▸ **Your assignment**
Among the records that follow, set down only the lines from the one containing "Trace each <instance>" to the one containing "negative clicks: (515, 28) (520, 14)", both included, exactly.

START Source information

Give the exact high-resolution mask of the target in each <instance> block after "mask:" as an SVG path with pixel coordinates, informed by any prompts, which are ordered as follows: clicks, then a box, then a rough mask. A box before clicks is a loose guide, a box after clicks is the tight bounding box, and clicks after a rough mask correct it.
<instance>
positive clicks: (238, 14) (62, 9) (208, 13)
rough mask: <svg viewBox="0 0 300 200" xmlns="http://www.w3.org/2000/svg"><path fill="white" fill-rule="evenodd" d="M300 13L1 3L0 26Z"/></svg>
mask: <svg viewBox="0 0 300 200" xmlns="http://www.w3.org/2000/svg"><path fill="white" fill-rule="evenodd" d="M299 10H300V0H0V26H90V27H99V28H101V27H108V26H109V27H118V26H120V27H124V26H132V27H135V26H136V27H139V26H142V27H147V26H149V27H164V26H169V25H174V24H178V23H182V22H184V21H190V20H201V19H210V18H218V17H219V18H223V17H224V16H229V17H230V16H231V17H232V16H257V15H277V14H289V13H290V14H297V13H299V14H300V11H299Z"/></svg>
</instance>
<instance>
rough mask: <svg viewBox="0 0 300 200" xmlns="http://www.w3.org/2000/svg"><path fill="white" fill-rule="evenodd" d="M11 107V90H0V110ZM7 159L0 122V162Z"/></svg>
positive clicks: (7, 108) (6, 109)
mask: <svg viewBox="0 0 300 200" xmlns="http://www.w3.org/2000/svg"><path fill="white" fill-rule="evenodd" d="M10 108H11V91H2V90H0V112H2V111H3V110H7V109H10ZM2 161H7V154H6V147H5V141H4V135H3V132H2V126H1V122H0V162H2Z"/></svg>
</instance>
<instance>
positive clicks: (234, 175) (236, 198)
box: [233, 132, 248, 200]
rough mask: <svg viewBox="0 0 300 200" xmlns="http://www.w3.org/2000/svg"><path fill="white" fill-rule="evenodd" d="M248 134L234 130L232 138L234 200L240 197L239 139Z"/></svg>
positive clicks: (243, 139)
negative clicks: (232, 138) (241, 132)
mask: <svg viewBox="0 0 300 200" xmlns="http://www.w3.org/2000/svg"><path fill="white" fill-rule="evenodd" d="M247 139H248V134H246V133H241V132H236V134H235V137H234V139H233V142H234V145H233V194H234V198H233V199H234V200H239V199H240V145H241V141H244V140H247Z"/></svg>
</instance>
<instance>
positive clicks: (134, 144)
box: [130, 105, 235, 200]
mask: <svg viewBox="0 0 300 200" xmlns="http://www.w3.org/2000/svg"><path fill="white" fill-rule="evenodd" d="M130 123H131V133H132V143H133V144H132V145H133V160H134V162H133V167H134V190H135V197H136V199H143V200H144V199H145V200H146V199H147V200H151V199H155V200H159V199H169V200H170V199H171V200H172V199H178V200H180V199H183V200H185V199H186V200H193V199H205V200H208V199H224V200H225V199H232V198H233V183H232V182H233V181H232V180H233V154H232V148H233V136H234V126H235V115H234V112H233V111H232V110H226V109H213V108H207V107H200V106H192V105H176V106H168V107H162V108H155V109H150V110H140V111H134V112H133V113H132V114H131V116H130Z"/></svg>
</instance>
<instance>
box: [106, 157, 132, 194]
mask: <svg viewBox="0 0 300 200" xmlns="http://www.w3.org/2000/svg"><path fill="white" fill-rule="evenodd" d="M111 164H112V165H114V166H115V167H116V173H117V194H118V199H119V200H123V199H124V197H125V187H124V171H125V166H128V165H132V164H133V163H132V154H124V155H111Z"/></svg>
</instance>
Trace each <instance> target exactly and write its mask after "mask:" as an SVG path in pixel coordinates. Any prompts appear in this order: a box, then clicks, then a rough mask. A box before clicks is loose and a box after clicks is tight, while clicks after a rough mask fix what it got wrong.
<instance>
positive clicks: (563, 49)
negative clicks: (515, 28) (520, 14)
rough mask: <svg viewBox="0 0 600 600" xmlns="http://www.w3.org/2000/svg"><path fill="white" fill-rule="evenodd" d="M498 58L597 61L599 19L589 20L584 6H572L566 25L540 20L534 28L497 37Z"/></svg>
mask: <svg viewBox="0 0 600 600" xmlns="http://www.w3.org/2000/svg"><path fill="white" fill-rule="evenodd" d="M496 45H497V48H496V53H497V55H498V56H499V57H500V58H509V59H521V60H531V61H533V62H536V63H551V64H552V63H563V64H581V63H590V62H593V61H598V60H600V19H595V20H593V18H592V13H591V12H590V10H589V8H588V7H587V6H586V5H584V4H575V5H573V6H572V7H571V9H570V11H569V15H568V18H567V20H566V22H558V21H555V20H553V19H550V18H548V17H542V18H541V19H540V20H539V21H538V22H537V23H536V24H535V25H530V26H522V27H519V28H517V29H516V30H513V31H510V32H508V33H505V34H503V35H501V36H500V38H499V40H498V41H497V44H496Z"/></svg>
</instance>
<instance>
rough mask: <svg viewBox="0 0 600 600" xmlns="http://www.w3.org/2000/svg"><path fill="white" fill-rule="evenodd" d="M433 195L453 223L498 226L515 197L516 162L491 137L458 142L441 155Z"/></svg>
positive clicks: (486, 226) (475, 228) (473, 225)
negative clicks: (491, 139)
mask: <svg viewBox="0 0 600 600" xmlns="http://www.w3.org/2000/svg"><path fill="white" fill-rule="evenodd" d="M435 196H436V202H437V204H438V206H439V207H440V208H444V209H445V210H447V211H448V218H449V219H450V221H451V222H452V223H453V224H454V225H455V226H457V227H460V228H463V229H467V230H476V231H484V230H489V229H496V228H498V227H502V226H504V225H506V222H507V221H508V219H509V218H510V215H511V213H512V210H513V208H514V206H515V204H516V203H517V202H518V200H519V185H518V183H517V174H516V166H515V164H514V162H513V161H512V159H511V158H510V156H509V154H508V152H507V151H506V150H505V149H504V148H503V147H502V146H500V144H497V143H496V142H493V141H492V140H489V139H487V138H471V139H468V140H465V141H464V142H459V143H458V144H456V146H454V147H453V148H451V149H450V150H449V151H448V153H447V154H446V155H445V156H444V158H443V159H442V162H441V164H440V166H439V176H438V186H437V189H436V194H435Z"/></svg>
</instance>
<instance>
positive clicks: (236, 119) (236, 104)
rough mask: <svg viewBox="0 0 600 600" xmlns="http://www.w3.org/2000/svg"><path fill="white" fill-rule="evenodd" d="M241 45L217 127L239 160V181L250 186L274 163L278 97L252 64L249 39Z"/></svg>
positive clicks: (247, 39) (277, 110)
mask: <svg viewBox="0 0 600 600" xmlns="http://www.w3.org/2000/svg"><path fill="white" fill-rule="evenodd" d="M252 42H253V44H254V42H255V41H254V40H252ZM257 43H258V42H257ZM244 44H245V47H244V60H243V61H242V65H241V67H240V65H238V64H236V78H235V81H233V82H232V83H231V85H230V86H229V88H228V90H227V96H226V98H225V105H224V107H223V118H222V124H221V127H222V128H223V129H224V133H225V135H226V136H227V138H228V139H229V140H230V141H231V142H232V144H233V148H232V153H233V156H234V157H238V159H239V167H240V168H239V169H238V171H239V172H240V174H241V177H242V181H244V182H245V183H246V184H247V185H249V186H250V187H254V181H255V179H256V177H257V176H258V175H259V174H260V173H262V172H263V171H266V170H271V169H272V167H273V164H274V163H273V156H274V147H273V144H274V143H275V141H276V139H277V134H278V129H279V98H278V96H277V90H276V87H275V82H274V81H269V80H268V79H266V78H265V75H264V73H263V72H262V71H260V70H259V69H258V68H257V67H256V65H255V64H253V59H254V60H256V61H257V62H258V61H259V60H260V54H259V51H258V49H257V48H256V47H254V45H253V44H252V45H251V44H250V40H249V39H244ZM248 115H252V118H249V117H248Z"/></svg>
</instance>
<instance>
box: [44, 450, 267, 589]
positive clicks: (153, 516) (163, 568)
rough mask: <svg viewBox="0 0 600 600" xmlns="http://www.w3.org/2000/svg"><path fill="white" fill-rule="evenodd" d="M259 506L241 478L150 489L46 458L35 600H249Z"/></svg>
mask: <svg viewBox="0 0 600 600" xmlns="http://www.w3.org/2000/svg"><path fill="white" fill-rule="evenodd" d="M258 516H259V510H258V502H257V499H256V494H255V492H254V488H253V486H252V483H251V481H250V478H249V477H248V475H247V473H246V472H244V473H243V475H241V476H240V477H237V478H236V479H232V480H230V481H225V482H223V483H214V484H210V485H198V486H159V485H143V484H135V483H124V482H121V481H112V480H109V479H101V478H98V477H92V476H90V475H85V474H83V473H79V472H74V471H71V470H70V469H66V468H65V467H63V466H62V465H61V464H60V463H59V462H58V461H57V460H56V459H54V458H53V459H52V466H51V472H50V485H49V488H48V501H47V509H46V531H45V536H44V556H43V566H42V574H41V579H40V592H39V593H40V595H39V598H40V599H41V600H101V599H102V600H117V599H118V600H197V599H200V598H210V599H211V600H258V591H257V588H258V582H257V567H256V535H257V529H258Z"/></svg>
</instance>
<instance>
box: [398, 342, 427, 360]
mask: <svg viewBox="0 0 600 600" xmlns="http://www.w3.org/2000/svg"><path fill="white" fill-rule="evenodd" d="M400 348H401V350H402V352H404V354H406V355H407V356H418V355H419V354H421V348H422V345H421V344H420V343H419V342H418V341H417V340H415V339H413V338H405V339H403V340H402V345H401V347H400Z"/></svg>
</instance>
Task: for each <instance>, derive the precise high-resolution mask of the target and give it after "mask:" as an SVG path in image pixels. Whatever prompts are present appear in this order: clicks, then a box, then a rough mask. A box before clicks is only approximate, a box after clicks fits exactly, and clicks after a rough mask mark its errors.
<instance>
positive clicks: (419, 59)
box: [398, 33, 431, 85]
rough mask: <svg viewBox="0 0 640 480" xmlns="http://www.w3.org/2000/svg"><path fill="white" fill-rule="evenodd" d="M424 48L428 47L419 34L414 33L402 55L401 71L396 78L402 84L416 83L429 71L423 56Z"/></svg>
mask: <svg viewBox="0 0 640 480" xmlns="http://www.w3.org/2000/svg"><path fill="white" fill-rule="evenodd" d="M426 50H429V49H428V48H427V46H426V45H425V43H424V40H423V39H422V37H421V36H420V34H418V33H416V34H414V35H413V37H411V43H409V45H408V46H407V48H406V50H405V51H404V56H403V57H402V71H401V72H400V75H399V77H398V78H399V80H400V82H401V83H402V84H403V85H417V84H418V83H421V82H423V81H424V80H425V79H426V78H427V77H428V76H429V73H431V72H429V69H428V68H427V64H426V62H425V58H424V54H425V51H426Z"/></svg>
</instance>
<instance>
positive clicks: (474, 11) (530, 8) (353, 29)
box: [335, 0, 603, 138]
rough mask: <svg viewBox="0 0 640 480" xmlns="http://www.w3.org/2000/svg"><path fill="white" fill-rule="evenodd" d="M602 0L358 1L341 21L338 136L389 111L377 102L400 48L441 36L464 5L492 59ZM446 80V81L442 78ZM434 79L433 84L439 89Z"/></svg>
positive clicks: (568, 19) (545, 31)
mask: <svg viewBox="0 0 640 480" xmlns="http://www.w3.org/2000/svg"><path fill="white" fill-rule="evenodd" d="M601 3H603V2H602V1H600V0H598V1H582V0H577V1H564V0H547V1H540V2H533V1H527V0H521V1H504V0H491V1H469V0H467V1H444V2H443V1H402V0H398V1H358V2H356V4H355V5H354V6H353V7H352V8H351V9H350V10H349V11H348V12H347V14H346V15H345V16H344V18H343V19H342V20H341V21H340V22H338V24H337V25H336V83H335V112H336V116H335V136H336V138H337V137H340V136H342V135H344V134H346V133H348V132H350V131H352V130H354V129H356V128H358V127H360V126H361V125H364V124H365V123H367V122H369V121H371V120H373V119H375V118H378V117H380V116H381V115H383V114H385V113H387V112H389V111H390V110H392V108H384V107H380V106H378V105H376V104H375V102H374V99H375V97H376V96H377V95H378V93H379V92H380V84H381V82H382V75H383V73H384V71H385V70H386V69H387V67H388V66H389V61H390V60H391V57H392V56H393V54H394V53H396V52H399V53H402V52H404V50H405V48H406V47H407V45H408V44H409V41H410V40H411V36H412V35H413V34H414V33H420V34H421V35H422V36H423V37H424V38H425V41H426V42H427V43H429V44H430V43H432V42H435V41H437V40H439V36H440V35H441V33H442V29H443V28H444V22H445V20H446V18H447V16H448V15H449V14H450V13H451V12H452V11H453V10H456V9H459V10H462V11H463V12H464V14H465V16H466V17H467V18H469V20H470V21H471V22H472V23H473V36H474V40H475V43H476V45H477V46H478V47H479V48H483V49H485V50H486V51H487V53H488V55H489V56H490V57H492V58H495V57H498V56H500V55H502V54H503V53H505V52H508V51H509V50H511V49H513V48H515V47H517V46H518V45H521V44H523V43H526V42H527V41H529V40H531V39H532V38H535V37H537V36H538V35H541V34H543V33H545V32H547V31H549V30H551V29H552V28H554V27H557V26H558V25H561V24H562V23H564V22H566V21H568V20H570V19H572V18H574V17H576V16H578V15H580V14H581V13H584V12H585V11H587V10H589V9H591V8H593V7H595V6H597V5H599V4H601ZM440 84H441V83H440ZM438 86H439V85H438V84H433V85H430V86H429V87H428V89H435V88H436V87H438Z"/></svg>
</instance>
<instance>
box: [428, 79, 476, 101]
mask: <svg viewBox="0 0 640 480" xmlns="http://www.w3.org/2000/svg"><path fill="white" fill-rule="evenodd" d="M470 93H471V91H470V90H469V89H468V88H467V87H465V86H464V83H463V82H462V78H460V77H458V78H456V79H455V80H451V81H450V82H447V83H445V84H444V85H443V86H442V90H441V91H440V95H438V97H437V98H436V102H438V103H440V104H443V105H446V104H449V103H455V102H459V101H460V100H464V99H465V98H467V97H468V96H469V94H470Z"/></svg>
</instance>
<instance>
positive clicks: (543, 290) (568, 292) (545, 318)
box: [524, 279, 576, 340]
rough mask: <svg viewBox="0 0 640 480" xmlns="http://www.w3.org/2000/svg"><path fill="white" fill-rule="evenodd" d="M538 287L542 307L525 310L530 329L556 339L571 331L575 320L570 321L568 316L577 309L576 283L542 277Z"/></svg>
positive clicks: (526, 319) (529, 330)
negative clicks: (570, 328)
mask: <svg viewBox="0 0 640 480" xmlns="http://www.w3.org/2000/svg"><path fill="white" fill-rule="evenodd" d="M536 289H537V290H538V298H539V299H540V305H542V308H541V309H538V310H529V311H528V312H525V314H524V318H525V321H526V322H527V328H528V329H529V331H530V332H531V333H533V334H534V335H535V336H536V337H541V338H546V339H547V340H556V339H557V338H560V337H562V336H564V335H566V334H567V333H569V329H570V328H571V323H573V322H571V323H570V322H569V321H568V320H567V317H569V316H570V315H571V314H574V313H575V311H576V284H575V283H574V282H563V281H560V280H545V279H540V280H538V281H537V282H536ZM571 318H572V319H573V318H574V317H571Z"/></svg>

END Source information

▸ **Answer area**
Trace each <instance> target exactly and write its mask after "mask:" as an SVG path in pixel coordinates. Any prompts appear in this order: a box, then clicks, then a rough mask. A box before clicks is loose and a box after clicks is tight, while clicks after a rough mask fix what it got wrong.
<instance>
positive clicks: (563, 49)
negative clicks: (515, 28) (520, 14)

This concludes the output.